| SET PROBLEM 1 |
Rewrite the following records as a Markdown table with the columns Number and Record line, numbering each row and omitting blank lines. Begin at the line of the records that contains "Mark every instance of the black" and stop after the line that contains "[(137, 478)]", including both.
| SET PROBLEM 2 |
Extend the text on CMOS technology, continuing from the point at which it stops.

| DOCUMENT EXCERPT |
↓↓↓

Complementary Metal Oxide Semiconductor (CMOS)

Complementary Metal-Oxide Semiconductors, or CMOS, are a manufacturing technology used to create electronic devices like microprocessors, memory chips, and sensors.

CMOS technology is widely used in portable and battery-operated electronics because it uses both N-type and P-type transistors to build very power-efficient circuits. Additionally, it enables the integration of numerous transistors onto a single chip, allowing for the development of complex electronic systems.

CMOS technology is not only highly dependable and capable of operating at high speeds, but it is also energy efficient. Due to its adaptability, low power consumption, and affordability, it has emerged as the industry standard technology for semiconductors.

These are several CMOS Gates:

1. NOT Gate

The CMOS inverter (NOT Gate) is the fundamental component of CMOS digital circuits. It inverts the input signal. A 0 (low voltage) becomes a 1 (high voltage) and vice versa. It is made up of two transistors: an NMOS transistor and a PMOS transistor are connected in series between the ground and the power supply voltage (VDD) respectively. Both transistors' gates are connected to the input, and the output is derived from the connection between them. The truth table and schematic diagram are given below.  





Working Principle:

  • When the input is 0 (Low voltage):

    • The NMOS transistor is OFF, blocking the path to ground (logic 0).
    • The PMOS transistor being on creates a directed path for current flow from the power supply to the output, pulling it high (logic 1).

  • When the input is 1 (High voltage): 
    • The NMOS transistor turns ON, providing a low resistance path to the ground.
    • The PMOS transistor turns OFF, isolating the output from the power supply. 
    • This allows the output to be pulled down to ground (logic 0) by the conducting NMOS.

 

2. NAND Gate

The NAND gate outputs a 1 (high voltage) only when both inputs (A and B) are 1 (high voltage). Any other combination of inputs results in a 0 (low voltage) output. It consists of two NMOS transistors connected in series and two PMOS transistors connected in parallel. The truth table and schematic diagram are given below.



Working Principle: 

  • When either input (A or B) is 0 (low voltage):
    • The corresponding NMOS transistor connected in series will be off, blocking the current flow from the power supply to the output.
    • The PMOS transistors being in parallel, even if one is on due to the other input being 1, doesn't affect the overall high resistance path. This keeps the output low (logic 0).
  • When both inputs A and B are 1 (high voltage):
    • Both NMOS transistors turn on, creating a direct path for current to flow from the power supply to the output, pulling it high (logic 1).
    • The PMOS transistors being off in this scenario don't play a role in the current flow.

3. NOR Gate

The NOR gate outputs a 1 (high voltage) only when both inputs (A and B) are 0 (low voltage). Any other combination of inputs (0, 1 or 1, 1) results in a 0 (low voltage) output. Two PMOS transistors are connected in series, and two NMOS transistors are connected in parallel. The truth table and schematic diagram are given below.



Working Principle:

  • When at least one input (A or B) is 1 (high voltage):
    • The corresponding NMOS transistor will turn on, creating a low resistance path to ground (logic 0).

↑↑↑

| PROVIDED RECORDS |
↓↓↓

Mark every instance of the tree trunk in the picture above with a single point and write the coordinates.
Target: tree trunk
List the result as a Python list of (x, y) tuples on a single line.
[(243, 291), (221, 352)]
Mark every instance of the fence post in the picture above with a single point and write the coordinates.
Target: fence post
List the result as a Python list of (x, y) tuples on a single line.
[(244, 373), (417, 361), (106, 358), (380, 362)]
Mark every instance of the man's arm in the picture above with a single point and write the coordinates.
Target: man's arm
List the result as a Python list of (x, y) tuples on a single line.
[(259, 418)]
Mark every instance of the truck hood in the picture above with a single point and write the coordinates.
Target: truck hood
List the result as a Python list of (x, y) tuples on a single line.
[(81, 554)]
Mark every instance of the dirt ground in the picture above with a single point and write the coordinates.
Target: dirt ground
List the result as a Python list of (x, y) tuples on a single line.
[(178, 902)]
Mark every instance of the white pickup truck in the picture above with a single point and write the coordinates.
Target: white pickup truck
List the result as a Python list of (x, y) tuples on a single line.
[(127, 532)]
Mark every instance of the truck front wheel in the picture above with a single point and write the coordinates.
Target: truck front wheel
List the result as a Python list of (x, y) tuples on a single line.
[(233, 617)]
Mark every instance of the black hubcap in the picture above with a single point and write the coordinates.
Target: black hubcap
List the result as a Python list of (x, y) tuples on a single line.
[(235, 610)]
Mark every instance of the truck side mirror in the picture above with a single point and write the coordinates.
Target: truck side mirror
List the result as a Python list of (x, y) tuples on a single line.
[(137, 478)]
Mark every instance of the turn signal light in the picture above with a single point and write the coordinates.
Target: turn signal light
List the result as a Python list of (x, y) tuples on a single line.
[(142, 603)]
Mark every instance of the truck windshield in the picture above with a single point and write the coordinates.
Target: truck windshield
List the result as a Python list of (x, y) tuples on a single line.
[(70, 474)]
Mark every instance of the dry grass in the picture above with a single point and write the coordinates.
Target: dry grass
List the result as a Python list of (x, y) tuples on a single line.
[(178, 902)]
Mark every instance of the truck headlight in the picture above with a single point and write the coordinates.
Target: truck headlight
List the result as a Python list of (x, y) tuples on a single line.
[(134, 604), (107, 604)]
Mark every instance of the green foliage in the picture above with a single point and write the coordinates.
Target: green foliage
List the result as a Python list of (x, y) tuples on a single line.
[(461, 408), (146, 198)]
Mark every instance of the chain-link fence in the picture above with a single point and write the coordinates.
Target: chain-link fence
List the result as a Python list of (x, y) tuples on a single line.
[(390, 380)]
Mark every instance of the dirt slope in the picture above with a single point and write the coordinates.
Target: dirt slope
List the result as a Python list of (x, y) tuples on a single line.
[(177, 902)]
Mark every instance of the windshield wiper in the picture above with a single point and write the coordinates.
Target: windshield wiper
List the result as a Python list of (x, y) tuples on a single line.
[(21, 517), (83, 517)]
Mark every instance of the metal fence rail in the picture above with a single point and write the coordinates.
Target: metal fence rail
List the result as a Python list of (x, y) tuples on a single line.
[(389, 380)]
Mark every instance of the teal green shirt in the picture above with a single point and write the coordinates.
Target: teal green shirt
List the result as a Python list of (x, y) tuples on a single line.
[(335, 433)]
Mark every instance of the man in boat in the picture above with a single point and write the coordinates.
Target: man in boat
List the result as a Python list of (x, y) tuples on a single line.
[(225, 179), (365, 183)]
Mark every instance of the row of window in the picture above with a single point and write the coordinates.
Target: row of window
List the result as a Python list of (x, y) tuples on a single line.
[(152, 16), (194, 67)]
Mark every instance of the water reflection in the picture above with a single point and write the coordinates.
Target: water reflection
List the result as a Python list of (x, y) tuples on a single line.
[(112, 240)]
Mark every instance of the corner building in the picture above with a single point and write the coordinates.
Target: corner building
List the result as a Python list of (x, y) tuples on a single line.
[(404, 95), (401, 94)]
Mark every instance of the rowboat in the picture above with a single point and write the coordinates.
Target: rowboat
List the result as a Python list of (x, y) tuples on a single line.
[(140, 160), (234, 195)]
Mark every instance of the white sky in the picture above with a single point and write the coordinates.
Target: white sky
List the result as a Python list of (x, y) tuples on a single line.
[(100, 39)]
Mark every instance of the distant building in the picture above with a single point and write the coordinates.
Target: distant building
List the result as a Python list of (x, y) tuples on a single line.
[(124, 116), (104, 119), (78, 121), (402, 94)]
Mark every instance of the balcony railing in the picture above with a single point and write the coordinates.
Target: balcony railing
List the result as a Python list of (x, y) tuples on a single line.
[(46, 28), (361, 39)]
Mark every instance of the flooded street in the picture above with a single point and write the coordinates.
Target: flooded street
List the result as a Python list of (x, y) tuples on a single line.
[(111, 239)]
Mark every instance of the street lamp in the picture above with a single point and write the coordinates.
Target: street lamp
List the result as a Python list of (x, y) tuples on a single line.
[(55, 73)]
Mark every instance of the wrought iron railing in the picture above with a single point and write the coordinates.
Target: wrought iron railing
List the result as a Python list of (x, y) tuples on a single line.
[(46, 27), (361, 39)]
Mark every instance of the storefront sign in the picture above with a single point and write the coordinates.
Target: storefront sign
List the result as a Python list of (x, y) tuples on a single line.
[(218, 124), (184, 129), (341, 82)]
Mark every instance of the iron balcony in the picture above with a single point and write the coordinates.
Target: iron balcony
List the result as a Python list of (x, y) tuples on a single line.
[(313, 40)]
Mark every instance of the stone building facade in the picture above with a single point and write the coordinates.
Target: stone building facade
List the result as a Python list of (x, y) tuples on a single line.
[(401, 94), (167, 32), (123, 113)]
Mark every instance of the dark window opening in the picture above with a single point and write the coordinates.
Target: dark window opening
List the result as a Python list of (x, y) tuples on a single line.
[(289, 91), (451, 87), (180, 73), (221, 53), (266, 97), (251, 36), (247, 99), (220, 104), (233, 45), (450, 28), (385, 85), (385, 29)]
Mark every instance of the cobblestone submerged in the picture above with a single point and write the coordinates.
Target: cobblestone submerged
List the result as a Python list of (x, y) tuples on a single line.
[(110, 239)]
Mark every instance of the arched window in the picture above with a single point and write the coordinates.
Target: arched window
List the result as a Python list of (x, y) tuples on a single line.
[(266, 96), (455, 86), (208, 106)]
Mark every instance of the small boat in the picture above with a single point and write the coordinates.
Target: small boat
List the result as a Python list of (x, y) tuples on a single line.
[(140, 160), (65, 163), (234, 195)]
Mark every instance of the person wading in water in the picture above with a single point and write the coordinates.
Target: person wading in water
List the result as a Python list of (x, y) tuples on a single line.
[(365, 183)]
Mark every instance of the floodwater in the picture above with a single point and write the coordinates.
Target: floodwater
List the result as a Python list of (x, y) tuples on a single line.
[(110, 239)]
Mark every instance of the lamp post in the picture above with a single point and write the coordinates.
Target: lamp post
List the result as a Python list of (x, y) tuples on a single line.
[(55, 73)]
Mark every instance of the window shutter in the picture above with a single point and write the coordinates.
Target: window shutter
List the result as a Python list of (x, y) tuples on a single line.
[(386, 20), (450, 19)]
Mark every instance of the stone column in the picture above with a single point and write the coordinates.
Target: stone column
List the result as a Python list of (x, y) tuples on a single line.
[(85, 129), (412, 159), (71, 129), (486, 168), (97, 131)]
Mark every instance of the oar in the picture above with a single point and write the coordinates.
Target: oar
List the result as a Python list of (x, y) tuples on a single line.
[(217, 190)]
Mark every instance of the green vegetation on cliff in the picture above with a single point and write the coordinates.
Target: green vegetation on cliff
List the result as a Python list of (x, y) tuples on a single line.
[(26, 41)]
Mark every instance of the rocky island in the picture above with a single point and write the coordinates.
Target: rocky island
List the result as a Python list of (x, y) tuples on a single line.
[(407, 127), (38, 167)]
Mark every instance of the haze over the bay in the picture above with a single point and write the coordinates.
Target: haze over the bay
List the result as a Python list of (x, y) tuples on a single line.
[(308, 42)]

↑↑↑

| RIGHT ANSWER 1 |
| Number | Record line |
|---|---|
| 1 | Mark every instance of the black hubcap in the picture above with a single point and write the coordinates. |
| 2 | Target: black hubcap |
| 3 | List the result as a Python list of (x, y) tuples on a single line. |
| 4 | [(235, 610)] |
| 5 | Mark every instance of the truck side mirror in the picture above with a single point and write the coordinates. |
| 6 | Target: truck side mirror |
| 7 | List the result as a Python list of (x, y) tuples on a single line. |
| 8 | [(137, 478)] |

| RIGHT ANSWER 2 |
    • This effectively pulls the output low regardless of the state of the PMOS transistors.
  • When both inputs A and B are 0 (low voltage):
    • Both NMOS transistors are off (high resistance).
    • The PMOS transistors being in series act like a single switch. Since both are on (conduct), they provide a path for current to flow from the power supply to the output, pulling it high (logic 1).

4. AND Gate

The AND gate outputs a 1 (high voltage) only when both inputs A and B are 1 (high voltage). AND gate is the invert of the NAND gate. The truth table and schematic of the AND gate is given below.


Working Principle:
  • When either input (A or B) is 0 (low voltage):
    • The NMOS transistor connected to that input will be off (doesn't conduct).
    • The path to ground (logic 0) is open.
    • Since the PMOS transistors are in parallel, even if one is on (conducts) due to the other input being 1, it provides a low resistance path to the power supply (logic 1), keeping the output low.
  • When both inputs A and B are 1 (high voltage):
    • Both NMOS transistors turn on, creating a direct path for current to flow from the power supply to the output, pulling it high (logic 1).
    • The PMOS transistors being off doesn't affect the current flow through the NMOS path.
5. OR Gate
The OR gate outputs a 1 (high voltage) if at least one input (A or B) is 1 (high voltage). OR gate is the invert of the NOR gate. The truth table and schematic of the OR gate are given below.


Working principle:
  • When either input (A or B) is 1 (high voltage):
    • The NMOS transistor connected to that input will be on (conducts), creating a low resistance path to ground (logic 0).
    • The PMOS transistors being in series means even one being off (due to the other input being 0) breaks the connection to the power supply (logic 1), pulling the output low.
  • When both inputs A and B are 0 (low voltage):
    • Both NMOS transistors are off, offering high resistance.
    • The PMOS transistors being in series act like a single switch. Since both are on (conduct) due to the low inputs, they provide a path for current to flow from the power supply to the output, pulling it high (logic 1).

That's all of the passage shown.